*Set of tasks*:
a: In the passage about Sansom and his Shardlake novels, why is Sansom described as "a rare male luminary"? Answer in one to three sentences.
b: Write the next part of the passage about Sansom and his Shardlake novels, starting after its final sentence.

*Passage for review*:
Dissolution preceded Hilary Mantel’s Wolf Hall by six years in its portrayal of Cromwell and his circle – although Sansom’s chief minister is a much darker figure than Mantel’s. Among authors of historical mysteries set in medieval or early-modern England, he became a rare male luminary in a genre dominated by women, from pioneers such as Ellis Peters (Edith Pargeter) to Sansom’s contemporaries, such as Susanna Gregory.

Over the next decade, the Shardlake titles became regular fixtures in the bestseller lists. Adapted versions for BBC Radio extended the books’ appeal, even though Sansom – who continued to live in Brighton – experienced more than a touch of imposter syndrome. “I still half expect to wake up in a meeting about the latest legal aid forms,” he once said.

*Supplied material*:
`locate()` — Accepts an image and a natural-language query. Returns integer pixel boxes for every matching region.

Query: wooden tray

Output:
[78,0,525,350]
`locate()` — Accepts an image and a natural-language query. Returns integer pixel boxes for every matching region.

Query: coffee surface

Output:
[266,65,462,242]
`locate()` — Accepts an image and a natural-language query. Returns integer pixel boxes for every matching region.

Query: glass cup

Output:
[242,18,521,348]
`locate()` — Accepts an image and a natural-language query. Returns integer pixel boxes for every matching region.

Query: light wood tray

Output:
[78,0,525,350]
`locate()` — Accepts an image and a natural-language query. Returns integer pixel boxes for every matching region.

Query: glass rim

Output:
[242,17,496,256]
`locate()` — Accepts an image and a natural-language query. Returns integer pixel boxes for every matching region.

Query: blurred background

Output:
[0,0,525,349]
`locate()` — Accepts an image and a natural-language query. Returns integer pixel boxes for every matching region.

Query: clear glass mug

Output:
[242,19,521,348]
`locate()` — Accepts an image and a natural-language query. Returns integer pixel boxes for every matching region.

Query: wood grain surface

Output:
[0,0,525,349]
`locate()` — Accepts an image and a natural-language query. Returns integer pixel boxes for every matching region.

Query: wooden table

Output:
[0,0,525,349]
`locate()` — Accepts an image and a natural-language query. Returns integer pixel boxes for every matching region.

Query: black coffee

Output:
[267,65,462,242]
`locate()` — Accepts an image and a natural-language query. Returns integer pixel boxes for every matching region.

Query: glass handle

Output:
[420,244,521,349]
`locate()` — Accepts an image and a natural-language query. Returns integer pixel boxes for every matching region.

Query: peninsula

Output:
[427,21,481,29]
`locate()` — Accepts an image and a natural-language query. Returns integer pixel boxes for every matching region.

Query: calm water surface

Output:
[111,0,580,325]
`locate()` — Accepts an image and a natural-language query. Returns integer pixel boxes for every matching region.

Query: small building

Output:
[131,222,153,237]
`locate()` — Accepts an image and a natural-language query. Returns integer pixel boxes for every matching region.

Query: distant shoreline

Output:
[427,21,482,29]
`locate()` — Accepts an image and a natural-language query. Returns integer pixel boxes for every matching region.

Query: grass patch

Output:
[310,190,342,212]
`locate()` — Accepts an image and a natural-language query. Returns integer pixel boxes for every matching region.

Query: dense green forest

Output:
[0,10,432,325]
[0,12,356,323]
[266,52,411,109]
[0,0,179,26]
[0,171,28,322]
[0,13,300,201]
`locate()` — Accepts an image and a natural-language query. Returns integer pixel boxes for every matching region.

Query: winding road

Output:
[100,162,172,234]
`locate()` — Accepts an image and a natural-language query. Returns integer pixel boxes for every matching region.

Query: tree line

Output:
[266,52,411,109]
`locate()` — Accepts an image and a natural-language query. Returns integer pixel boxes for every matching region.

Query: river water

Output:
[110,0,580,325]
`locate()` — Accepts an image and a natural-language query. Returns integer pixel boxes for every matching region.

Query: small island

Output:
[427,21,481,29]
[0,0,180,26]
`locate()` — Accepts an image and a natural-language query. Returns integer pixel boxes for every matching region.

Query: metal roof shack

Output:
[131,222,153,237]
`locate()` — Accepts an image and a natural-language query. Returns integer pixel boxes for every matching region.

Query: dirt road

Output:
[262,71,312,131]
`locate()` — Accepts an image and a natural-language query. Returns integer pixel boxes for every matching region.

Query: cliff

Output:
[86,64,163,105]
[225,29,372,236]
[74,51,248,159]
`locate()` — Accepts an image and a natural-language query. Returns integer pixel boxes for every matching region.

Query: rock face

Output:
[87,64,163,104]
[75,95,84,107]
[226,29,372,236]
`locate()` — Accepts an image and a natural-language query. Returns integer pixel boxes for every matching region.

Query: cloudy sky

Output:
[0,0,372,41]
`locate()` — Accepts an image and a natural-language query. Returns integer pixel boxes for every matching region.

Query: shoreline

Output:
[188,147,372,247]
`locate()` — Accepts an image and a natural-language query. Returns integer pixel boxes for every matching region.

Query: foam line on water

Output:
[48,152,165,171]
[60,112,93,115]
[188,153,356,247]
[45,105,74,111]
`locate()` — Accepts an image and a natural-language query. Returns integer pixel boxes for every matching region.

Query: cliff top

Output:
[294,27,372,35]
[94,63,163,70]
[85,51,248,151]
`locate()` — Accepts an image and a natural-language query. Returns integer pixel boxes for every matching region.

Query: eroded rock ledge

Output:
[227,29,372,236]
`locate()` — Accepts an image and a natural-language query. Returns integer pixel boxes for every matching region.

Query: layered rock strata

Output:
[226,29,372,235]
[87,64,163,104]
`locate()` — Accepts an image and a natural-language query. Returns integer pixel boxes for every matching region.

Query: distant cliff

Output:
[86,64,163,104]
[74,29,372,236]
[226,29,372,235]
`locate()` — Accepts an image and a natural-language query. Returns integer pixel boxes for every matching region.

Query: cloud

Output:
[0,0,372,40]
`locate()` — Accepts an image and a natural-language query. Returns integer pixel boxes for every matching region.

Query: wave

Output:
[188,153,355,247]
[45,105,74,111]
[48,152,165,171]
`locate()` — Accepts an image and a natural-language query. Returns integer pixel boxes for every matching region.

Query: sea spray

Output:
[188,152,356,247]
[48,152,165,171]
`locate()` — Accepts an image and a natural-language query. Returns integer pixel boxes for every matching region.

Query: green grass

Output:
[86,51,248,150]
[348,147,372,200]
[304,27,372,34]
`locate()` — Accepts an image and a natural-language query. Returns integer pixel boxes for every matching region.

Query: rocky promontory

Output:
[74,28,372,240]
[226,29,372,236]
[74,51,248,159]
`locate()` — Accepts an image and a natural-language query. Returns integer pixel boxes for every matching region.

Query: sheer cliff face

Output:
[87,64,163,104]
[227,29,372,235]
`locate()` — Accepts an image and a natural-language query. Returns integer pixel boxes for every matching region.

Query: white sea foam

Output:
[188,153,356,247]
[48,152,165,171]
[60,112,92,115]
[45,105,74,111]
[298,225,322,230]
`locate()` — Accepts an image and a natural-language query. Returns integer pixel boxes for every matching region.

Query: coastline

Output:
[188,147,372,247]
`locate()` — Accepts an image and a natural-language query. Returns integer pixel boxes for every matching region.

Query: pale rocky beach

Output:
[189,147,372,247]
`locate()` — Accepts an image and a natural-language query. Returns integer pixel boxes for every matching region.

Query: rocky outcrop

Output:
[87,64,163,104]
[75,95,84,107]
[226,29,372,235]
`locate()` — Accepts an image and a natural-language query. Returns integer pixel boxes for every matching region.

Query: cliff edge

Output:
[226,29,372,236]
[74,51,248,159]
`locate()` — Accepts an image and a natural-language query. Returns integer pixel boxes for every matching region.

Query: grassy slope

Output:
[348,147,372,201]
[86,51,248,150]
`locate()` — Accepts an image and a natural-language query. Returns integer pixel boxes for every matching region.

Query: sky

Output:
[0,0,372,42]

*Answers per task*:
a: Historical mysteries set in medieval or early-modern England were a genre dominated by women. This held from pioneers such as Ellis Peters (Edith Pargeter) to Sansom's contemporaries, such as Susanna Gregory, so a male author who rose to prominence in it was rare.

b:
His mass-market popularity won him some unlikely fans. Shortly before she resigned in 2019, the then prime minister Theresa May bizarrely inaugurated a miniature library (housed in a redundant phone box) in her constituency by donating her copy of one of Sansom’s books. No figure, and no event, could have been worse suited to a writer who believed in a properly-funded public sector and detested the politics of nationalism and xenophobia.

Sansom’s two non-Tudor novels proved the breadth of his talent: Winter in Madrid (2006), with its accomplished depiction of a captive nation, set in the Spanish capital during the gloomy aftermath of Franco’s victory in the civil war, and the remarkable Dominion (2012), which reanimates the hackneyed genre of counterfactual history with its chillingly believable account of Britain as a satellite state of Nazi Germany in 1952. “Given the right circumstances fascism can infest any country,” a character in Dominion remarks.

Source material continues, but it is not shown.